---- MATERIAL
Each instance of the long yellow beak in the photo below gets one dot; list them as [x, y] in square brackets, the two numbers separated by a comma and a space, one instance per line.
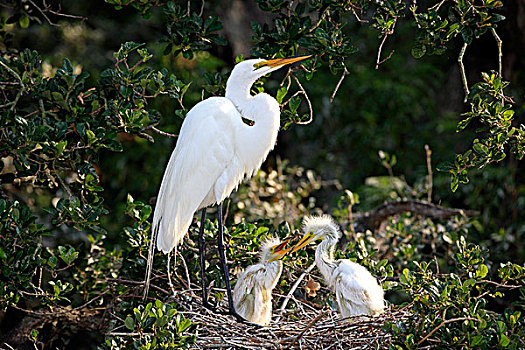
[307, 238]
[280, 62]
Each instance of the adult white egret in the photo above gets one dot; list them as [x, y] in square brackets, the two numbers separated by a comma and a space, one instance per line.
[252, 295]
[215, 151]
[357, 291]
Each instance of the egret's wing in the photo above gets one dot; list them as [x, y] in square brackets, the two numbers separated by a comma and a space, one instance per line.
[205, 148]
[357, 290]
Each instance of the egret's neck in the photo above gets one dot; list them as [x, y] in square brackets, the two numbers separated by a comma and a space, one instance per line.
[324, 258]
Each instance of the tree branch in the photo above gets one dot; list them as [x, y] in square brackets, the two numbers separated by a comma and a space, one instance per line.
[462, 70]
[372, 220]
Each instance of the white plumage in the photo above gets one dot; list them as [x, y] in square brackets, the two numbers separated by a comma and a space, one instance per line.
[357, 291]
[252, 296]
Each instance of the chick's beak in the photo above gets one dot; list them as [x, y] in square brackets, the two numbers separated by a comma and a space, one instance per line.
[280, 61]
[307, 238]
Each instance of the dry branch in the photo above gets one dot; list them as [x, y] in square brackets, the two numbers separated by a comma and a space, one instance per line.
[372, 220]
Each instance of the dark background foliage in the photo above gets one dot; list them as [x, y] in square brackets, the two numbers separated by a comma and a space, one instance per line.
[82, 104]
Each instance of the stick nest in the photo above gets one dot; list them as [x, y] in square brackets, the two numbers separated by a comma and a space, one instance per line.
[307, 326]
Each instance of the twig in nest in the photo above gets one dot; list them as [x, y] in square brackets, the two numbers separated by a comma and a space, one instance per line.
[308, 326]
[345, 73]
[378, 60]
[500, 54]
[446, 322]
[462, 70]
[294, 287]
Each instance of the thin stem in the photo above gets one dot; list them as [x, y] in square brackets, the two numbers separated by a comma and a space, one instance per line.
[378, 60]
[500, 54]
[428, 152]
[345, 73]
[307, 100]
[444, 323]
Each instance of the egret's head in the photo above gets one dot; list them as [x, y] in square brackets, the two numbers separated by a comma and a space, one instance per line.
[318, 227]
[253, 69]
[273, 249]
--------
**DIRECTIONS FOR THIS TASK**
Rescale the lines from the one with "Each instance of the thin" through the last line, and give only those lines again, requests included and unchanged. Multiply each point coordinate in the answers by 2.15 and round it to a whole number, with halves rounded up.

**COMPLETE RESPONSE**
Each instance of the thin stem in the photo above gets one dot; list them as [x, y] in square brackets, the two numbers separated by a comma and a space, one instance per line.
[813, 129]
[1075, 116]
[920, 327]
[742, 157]
[660, 215]
[955, 694]
Each instance of the egret's head in the photo above gets one dot; list them as [x, y] in square brackets, the two numbers separated by a comma and a space, one instance per line.
[684, 488]
[544, 148]
[587, 535]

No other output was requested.